---------- ИСХОДНЫЙ ОТРЫВОК ----------

CCLXXXII. ЛИЧНЫЕ ЗАМЕТКИ

В заметках, которые я делал в этот период, я уловил небольшую часть его личности и высказываний, и я не знаю лучшего способа сохранить их, чем привести их здесь как можно ближе к той последовательности и форме, в которой они были записаны.

Одна из первых таких записей относится к июню, когда Клеменс с большим интересом и удовольствием перечитывал книгу Эндрю Д. Уайта «Наука и теология», которую он называл прекрасной книгой. — [«История борьбы науки с теологией в христианском мире».]

21 июня. Мирный день, и мы гуляли дольше обычного, отдыхая наконец в тени дерева на дорожке, ведущей к фермерскому дому Джин. Я сорвал одуванчик, заметив, что это одно из доказательств разумного начала в природе — семена снабжены крылышками для более широкого распространения. «Да, — сказал он, — это великие доказательства; никто, кто рассуждает, не может в них сомневаться». И вскоре добавил: «Это самая занятная книга Уайта. Когда читаешь ее, видишь, что те старые теологи вообще не рассуждали. Уайт рассказывает об одном старом епископе, который вычислил, что Бог создал мир в одно мгновение в определенный день октября ровно столько-то лет назад до Рождества Христова, и доказал это. А я сам однажды знал проповедника, который заявлял, что окаменелости в скалах ничего не доказывают относительно возраста мира. Он говорил, что Бог мог создать скалы с этими окаменелостями внутри для украшения, если бы захотел. Подумать только, требуется двадцать лет, чтобы создать маленький островок на реке Миссисипи, а этот человек действительно верил, что Бог создал весь мир и все, что в нем есть, за шесть дней. Уайт рассказывает о другом епископе, который привел две новые причины для грома; одна заключалась в том, что Бог хотел показать миру Свою силу, а другая — что Он желал запугать грешников, чтобы они покаялись. А теперь подумайте о масштабах этой концепции, даже в самом мелочном виде, в каком только можно себе представить. Подумайте об идее Бога, думающего обо всем этом. Подумайте о Президенте Соединенных Штатов, который хочет произвести впечатление на мух, блох и комаров, взбираясь на купол Капитолия, ударяя в большой барабан и запуская фейерверки».

---------- ИСХОДНЫЕ ДАННЫЕ ----------

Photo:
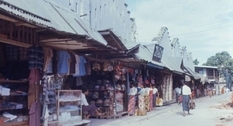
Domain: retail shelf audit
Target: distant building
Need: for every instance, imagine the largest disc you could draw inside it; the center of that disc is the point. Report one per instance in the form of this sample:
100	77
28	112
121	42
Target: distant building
210	72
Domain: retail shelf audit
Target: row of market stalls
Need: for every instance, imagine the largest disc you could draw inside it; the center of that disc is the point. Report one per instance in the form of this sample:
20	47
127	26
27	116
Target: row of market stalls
49	48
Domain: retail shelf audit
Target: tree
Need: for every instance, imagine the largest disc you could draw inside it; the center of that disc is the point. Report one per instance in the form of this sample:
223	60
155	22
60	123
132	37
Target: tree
219	59
195	62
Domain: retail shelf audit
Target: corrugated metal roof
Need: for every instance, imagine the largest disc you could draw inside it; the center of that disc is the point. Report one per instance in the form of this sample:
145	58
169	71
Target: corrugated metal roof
167	60
57	17
213	67
194	74
145	54
163	39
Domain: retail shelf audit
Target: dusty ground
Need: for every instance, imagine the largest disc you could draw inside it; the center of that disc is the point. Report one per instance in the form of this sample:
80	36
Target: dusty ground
214	111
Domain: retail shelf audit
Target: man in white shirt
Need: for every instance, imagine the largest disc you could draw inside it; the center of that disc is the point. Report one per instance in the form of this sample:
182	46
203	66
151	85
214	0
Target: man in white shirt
186	96
155	90
91	109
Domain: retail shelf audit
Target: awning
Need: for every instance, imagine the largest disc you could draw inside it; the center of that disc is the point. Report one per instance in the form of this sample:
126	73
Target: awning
144	54
194	74
51	16
113	39
154	66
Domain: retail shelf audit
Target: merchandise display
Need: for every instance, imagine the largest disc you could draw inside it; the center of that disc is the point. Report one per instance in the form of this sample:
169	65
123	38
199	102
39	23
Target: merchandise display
13	101
69	107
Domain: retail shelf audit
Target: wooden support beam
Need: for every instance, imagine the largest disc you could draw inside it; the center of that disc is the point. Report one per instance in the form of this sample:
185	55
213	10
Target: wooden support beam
18	23
13	42
3	36
7	18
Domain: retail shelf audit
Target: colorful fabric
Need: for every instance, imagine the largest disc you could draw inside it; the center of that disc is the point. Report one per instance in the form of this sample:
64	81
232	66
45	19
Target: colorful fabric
151	99
141	106
80	66
2	58
12	52
34	114
23	54
63	62
35	57
185	102
48	61
131	105
72	63
147	103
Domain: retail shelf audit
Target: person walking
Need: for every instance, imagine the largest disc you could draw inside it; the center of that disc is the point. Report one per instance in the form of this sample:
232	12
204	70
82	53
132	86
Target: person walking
155	90
186	96
90	108
132	100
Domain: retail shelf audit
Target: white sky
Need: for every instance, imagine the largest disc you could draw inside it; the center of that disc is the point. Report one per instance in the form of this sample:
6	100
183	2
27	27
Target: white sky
205	27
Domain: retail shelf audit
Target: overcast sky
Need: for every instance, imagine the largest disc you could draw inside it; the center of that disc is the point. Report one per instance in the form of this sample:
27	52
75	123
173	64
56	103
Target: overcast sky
205	27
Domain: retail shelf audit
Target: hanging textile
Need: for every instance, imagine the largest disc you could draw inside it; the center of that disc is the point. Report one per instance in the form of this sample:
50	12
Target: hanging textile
2	59
48	62
35	57
80	66
72	63
34	114
131	105
63	62
12	53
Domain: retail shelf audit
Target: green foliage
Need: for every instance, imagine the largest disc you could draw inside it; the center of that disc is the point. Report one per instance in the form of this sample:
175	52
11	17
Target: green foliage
195	62
222	58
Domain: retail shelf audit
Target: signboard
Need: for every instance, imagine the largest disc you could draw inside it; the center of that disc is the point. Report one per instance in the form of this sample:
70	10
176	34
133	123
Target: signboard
158	53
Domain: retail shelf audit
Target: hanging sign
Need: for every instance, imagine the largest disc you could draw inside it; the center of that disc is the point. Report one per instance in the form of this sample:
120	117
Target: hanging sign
158	53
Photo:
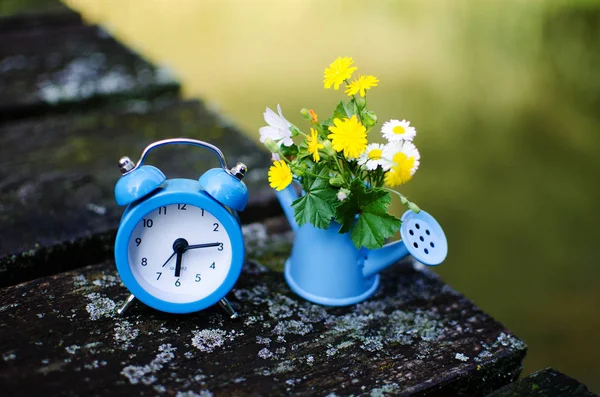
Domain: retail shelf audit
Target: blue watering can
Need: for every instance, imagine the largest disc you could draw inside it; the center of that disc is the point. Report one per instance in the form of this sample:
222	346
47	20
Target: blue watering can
326	268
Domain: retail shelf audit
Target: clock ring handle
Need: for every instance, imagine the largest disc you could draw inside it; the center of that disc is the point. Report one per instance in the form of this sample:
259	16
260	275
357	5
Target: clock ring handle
129	167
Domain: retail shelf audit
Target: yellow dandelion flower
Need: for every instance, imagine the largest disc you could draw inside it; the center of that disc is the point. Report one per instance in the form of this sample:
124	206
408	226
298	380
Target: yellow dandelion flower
349	136
361	85
280	175
339	70
314	145
404	160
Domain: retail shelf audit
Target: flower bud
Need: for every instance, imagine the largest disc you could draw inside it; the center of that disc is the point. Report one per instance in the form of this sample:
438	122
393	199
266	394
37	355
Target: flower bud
343	194
360	102
328	148
336	181
272	145
305	113
295	131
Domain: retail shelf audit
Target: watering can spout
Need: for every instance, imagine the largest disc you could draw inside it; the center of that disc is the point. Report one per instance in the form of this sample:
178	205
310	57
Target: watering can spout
422	238
286	197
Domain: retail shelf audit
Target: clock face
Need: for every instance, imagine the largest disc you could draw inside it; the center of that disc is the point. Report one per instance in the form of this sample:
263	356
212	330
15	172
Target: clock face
184	234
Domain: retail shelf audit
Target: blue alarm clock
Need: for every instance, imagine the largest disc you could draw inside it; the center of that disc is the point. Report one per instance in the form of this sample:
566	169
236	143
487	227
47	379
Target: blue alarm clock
179	247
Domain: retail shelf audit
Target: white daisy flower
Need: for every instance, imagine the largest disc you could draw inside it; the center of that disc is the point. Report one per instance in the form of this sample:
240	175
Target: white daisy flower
343	194
278	128
395	131
372	157
403	159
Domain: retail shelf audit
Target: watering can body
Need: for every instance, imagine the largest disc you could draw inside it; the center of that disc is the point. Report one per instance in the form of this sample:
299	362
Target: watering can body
326	268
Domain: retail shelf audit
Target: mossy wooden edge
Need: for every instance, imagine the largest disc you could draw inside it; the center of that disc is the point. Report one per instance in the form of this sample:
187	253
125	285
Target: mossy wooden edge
415	336
73	67
58	211
544	383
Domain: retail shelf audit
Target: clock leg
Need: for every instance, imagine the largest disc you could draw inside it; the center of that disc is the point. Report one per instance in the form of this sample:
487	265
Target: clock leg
225	305
128	302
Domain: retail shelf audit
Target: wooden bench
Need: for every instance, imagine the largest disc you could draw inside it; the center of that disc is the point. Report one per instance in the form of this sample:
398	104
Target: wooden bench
59	332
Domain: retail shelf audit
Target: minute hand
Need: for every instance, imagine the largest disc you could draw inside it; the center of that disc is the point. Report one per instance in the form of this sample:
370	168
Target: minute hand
207	245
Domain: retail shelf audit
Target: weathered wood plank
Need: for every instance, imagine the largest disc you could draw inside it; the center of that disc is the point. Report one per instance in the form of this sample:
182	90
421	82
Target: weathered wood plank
545	383
57	174
32	14
72	67
416	336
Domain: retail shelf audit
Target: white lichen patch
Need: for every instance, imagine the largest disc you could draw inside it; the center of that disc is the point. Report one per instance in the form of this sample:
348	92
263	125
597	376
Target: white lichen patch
100	306
265	353
263	341
280	306
207	340
389	389
79	281
292	327
8	356
107	280
461	357
146	374
372	343
256	295
95	364
125	334
189	393
509	341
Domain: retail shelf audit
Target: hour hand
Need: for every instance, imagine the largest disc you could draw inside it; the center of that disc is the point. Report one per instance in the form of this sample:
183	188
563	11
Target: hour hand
207	245
178	264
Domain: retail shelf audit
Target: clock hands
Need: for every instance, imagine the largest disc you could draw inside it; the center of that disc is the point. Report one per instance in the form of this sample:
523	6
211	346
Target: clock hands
180	246
207	245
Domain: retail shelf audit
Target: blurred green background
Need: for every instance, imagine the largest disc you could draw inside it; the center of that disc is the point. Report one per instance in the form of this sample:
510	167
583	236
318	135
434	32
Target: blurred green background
505	96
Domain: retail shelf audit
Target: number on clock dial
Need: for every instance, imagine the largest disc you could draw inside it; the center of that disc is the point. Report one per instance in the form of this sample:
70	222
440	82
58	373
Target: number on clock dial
152	259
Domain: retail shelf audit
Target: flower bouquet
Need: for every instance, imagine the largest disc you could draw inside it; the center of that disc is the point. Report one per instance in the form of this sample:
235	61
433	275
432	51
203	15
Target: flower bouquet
345	177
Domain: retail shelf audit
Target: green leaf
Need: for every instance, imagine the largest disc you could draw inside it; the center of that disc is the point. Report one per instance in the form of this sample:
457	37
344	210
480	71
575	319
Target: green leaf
360	102
303	150
317	206
344	110
373	224
371	230
369	119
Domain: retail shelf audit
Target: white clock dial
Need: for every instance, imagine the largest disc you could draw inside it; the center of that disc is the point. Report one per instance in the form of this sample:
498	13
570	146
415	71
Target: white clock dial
204	249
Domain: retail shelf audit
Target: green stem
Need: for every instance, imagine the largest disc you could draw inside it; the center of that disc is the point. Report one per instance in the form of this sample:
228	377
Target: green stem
412	206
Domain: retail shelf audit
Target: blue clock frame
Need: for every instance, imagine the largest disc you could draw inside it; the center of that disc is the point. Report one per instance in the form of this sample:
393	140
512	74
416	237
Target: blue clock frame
178	191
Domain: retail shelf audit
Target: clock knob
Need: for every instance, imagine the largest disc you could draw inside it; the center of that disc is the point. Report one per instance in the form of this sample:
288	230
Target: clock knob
239	170
125	164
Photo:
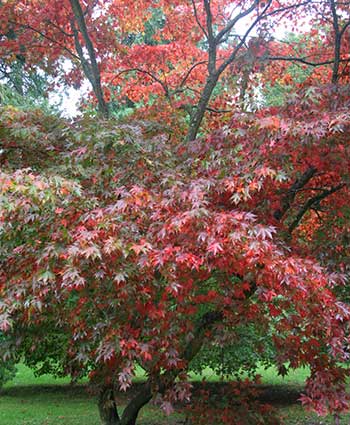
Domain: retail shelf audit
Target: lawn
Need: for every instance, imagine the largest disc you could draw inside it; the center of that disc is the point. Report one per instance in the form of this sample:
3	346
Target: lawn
29	400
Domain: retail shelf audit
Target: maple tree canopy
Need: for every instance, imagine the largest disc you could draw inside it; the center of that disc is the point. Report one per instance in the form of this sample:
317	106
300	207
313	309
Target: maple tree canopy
144	241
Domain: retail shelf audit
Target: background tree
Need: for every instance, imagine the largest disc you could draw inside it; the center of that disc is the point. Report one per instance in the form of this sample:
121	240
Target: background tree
139	244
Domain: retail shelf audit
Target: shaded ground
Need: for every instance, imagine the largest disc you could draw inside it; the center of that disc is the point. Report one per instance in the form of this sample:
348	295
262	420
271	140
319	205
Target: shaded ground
64	404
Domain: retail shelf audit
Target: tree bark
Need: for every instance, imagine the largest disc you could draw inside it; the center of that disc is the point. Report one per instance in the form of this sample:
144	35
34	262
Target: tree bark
164	381
108	407
90	68
199	111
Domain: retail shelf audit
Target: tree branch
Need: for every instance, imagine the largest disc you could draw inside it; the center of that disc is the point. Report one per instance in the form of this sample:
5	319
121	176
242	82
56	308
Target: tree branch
290	196
93	66
164	381
311	203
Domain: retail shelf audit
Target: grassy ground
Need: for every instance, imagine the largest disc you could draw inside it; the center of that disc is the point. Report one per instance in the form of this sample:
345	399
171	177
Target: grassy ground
29	400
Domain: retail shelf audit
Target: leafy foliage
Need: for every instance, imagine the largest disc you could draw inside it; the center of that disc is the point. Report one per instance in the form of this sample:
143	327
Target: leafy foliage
138	243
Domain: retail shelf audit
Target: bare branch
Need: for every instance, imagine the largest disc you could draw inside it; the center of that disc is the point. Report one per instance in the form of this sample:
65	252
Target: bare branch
311	204
290	195
93	66
143	71
234	21
197	19
183	81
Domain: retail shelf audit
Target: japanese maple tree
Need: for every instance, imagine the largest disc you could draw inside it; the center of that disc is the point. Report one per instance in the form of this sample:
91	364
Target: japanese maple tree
138	243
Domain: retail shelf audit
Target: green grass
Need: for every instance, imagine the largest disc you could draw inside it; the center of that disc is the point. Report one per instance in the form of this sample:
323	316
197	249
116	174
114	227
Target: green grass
30	400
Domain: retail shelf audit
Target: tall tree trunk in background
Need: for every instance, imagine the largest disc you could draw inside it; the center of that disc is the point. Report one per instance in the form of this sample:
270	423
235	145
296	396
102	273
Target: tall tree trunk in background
90	67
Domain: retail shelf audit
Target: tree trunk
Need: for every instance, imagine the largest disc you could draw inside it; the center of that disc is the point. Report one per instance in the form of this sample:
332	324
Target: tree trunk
198	114
108	407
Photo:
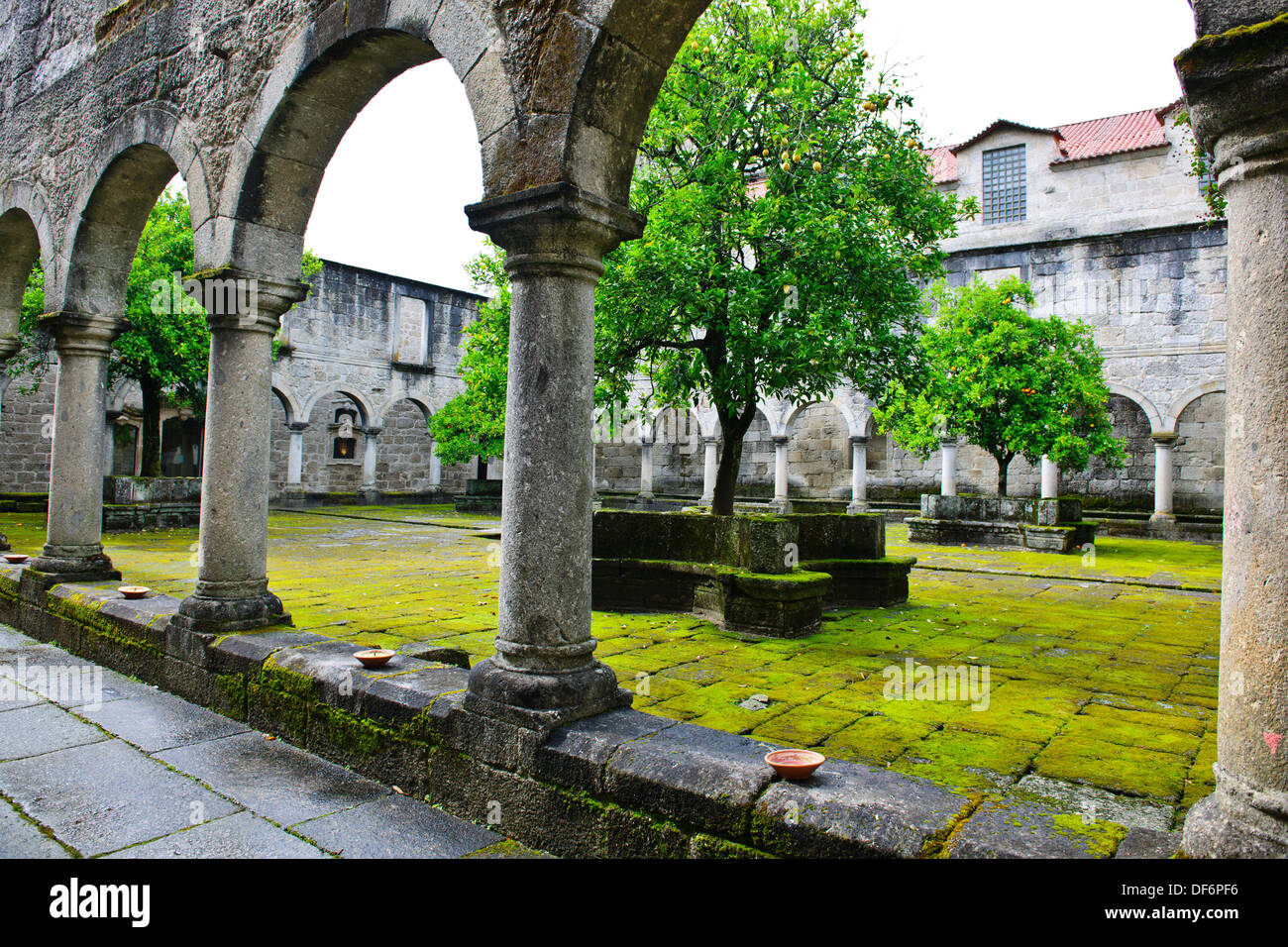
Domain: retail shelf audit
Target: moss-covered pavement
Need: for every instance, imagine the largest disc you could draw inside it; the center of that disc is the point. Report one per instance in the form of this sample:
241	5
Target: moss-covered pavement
1102	672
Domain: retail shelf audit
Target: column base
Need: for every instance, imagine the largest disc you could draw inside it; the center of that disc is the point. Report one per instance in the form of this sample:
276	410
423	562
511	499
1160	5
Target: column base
542	701
58	565
204	612
1236	823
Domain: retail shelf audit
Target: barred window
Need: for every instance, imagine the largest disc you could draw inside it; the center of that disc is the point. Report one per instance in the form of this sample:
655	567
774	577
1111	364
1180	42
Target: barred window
1005	192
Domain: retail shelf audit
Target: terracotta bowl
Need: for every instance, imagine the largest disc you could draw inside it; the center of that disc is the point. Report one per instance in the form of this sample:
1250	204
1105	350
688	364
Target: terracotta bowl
376	657
795	764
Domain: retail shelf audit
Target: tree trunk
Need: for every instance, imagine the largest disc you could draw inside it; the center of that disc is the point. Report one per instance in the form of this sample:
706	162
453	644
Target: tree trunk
1004	464
150	464
733	432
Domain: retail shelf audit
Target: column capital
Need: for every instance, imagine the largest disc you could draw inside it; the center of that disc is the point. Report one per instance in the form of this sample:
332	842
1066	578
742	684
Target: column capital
81	334
1235	84
555	228
243	300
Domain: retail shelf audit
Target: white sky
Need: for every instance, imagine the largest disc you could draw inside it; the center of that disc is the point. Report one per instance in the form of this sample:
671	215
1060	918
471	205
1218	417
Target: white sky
394	192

----------

--- ЗАДАНИЕ ---
Проверьте по отрывку о Клеменсе и книге Уайта, верны ли утверждения: (a) Клеменс называл книгу Уайта прекрасной; (b) 21 июня прогулка была короче обычного; (c) одуванчик сорвал Клеменс. На каждое ответьте «да» или «нет» и дословно приведите решающие слова отрывка. Записи представляют собой самостоятельный материал, отдельный от отрывка.

--- ОТВЕТ ---
(a) Да: «которую он называл прекрасной книгой».
(b) Нет: «мы гуляли дольше обычного».
(c) Нет: «Я сорвал одуванчик».